In 3G the downloading time for downloading an app is around 1 minute. 3G Model handsets demand additional power and are more costly when compared to 2G models. Lots of improvements were done in 3G and a new technology named 3.5G or HSPA was introduced. HSPA+ or evolved high-speed packet access was another improvement made in 3.5G. In HSPA+ several modulation techniques like BPSK, QPSK, and 16 QAM were introduced. By using the MIMO concept capacity improvement was brought into the scenario. The error probability improved by using multiple antennas as a diversity mechanism. Expensive phones and trained personnel required for infrastructure setup are some of the major drawbacks of 3G.


To meet the needs of future high-performance applications like multimedia, full motion video, and wireless teleconferencing 3G is not sufficient.4G is the fourth-generation technology with the advantages of greater speed and a download speed of 14 Mbps. 4G technology makes use of orthogonal frequency multiplexing, ultra-wide radio, and millimeter waves. 4G is appropriate for applications where real interaction is required because of its lower latency. Installation of 4G can be done within a matter of hours. Comparatively, 4G is much cheaper than 3G as they don’t have to retool the required operators. In addition to that, we don’t have to purchase costly extra spectrum. 4G is spectrally efficient too in addition to being cost-efficient. Scalability is the most puzzling aspect of mobile networks. Scalability is the ability to handle an increasing number of users and services. In the meantime, an all-IP core layer of 4G is easily scalable, it is preferably appropriate to encounter this challenge.

4G wireless technology is also referred to by “MAGIC” which stands for Mobile multimedia, Any-where, Global mobility solutions over integrated wireless and Customized Service

The major Challenges in Migration from 4G are as follows:

  • The use of batteries is more.
  • Implementation is hard.
  • Complicated hardware is needed.
  • The equipment needed for a next-generation network is still very
  • The network has complex problems and security issues.
  • 4G services are not available in the main areas yet.
  • Access can be challenging for international travel.
  • Users may experience poorer battery life when compared with 3G as 4G mobile networks use multiple antennas and transmitters. 4G may have to use larger mobile devices with more battery power to stay online for larger periods.

- SET PROBLEM 1
Decide whether each statement agrees with the passage on 3G and 4G mobile networks, answering yes or no and quoting the words of the passage that settle it: (a) HSPA+ introduced 16 QAM among its modulation techniques; (b) 4G costs more than 3G; (c) installing 4G takes several weeks.
- SET PROBLEM 2
Write the next part of the passage on 3G and 4G mobile networks, starting after its final sentence.
The records come from a source unrelated to the passage on 3G and 4G mobile networks.

Object pointing dataset rows
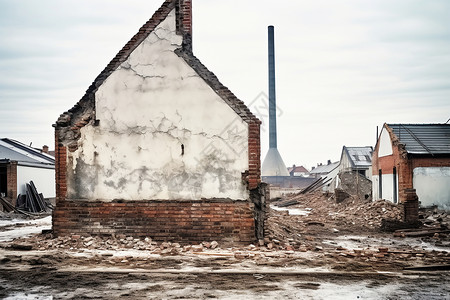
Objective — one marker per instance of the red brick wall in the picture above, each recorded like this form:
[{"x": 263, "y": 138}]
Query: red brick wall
[
  {"x": 11, "y": 185},
  {"x": 254, "y": 155},
  {"x": 165, "y": 220},
  {"x": 404, "y": 164},
  {"x": 60, "y": 169}
]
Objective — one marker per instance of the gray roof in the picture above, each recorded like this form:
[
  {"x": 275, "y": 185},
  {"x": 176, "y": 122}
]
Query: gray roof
[
  {"x": 11, "y": 150},
  {"x": 360, "y": 157},
  {"x": 324, "y": 169},
  {"x": 423, "y": 138}
]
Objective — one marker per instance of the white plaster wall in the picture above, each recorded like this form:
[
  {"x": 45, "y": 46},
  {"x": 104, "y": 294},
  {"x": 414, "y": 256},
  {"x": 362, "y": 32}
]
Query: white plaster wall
[
  {"x": 375, "y": 187},
  {"x": 345, "y": 164},
  {"x": 433, "y": 186},
  {"x": 44, "y": 180},
  {"x": 150, "y": 106},
  {"x": 385, "y": 147}
]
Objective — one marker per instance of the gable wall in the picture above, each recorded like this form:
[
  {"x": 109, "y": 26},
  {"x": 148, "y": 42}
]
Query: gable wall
[
  {"x": 147, "y": 109},
  {"x": 405, "y": 165}
]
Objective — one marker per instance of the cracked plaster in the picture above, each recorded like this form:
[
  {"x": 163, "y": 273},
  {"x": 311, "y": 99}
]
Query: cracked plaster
[{"x": 147, "y": 108}]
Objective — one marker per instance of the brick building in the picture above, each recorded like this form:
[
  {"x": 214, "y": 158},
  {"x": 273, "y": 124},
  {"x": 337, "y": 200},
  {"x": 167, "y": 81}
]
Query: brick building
[
  {"x": 413, "y": 156},
  {"x": 159, "y": 147}
]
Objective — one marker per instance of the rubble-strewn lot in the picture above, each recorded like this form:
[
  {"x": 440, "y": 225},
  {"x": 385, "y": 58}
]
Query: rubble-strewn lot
[{"x": 326, "y": 250}]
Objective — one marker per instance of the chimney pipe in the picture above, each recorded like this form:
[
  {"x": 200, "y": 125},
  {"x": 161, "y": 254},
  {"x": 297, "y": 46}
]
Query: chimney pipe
[{"x": 272, "y": 98}]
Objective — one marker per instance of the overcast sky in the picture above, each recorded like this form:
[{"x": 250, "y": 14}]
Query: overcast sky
[{"x": 342, "y": 67}]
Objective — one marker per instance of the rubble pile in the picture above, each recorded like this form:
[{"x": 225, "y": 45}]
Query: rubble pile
[
  {"x": 120, "y": 242},
  {"x": 327, "y": 217}
]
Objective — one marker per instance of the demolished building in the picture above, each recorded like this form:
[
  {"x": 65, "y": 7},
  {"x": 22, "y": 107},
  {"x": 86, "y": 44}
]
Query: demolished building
[
  {"x": 413, "y": 156},
  {"x": 158, "y": 147}
]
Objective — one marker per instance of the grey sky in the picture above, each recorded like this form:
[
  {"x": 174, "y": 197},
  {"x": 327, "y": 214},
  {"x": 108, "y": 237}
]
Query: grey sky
[{"x": 342, "y": 67}]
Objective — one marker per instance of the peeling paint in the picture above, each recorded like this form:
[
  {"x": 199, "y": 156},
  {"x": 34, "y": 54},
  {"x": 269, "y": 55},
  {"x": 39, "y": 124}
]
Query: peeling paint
[{"x": 162, "y": 132}]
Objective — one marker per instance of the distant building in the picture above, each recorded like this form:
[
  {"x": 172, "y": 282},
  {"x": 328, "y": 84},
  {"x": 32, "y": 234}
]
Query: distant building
[
  {"x": 20, "y": 164},
  {"x": 357, "y": 159},
  {"x": 298, "y": 171},
  {"x": 413, "y": 156},
  {"x": 325, "y": 170}
]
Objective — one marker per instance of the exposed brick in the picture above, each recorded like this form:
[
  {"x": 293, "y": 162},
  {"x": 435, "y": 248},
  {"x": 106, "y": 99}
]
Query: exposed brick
[{"x": 151, "y": 219}]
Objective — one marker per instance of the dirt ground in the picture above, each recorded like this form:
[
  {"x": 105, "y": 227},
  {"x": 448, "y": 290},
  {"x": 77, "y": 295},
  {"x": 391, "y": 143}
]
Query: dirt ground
[{"x": 315, "y": 249}]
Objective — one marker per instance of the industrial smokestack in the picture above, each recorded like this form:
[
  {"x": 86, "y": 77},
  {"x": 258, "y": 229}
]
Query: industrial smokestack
[
  {"x": 272, "y": 95},
  {"x": 273, "y": 164}
]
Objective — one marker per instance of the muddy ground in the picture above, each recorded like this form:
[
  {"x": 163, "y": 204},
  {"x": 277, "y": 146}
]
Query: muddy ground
[{"x": 326, "y": 250}]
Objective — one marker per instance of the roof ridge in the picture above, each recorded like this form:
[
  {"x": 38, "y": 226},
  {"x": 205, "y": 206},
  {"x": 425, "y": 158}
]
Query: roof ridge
[
  {"x": 158, "y": 16},
  {"x": 83, "y": 111}
]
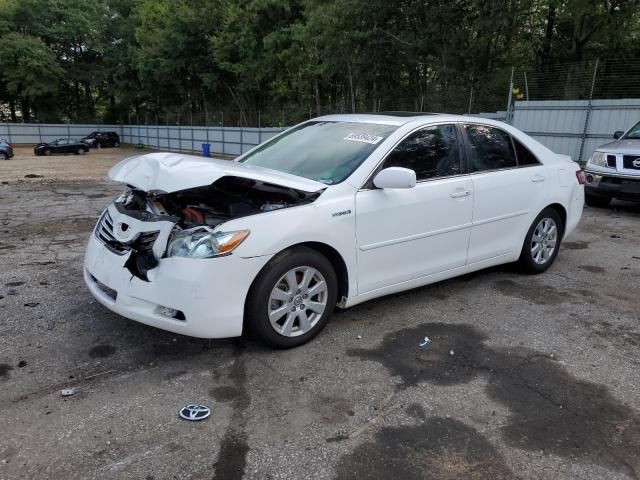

- RESPONSE 1
(a) Yes: "In HSPA+ several modulation techniques like BPSK, QPSK, and 16 QAM were introduced."
(b) No: "Comparatively, 4G is much cheaper than 3G as they don’t have to retool the required operators."
(c) No: "Installation of 4G can be done within a matter of hours."

- RESPONSE 2
LTE is a fourth-generation wireless standard that is established to deliver better network capacity and speed for mobile devices when matched with 3G technologies. A faster version of 4G named 4G LTE advanced is available in many parts of the UK. Long-term evolution is built on GSM/EDGE and UMTS/HSPA network technologies. LTE which delivers an IP-based architecture provides tight network security which in turn supports multimedia services like teleconferencing and wireless internet. LTE provides a high data rate and low latency. The network architecture is designed in such a way as to support packet-switched traffic with great quality of service and seamless mobility. MIMO and OFDM are the key technologies that enable LTE advanced to achieve high data throughput rates. Some of the major advantages of LTE include high throughput, low latency, FDD and TDD in the same platform, Seamless connection, and simple architecture. Compared to 3G, 4G is five to seven times faster, where the theoretical speed offered is around 150Mbps. A 2GB HD film can be downloaded by 4G in 3 minutes 20 seconds, whereas it would take 25 minutes by the standard 3G network.

LTE advanced uses techniques such as carrier aggregation, coordinated multipoint, 8*8 MIMO, and Heterogeneous network support and relays which helped in achieving greater data rates. Standard 4G data connections use one antenna and one signal at a given time, while 4G LTE uses multiple antennas and multiple signals. Long-term evolution is built on GSM/EDGE and UMTS/HSPA network technologies. A major development of LTE Advanced is the introduction of 8*8 MIMO in DL and 4*4 MIMO in UL. LTE makes use of MIMO concepts where it combines multiple antennas on both the transmitter and receiver. Theoretically more the number of antennas the faster the speed is as the data streams travel more efficiently. Intercell interference is the main drawback related to LTE advanced which severely reduces the total system performance.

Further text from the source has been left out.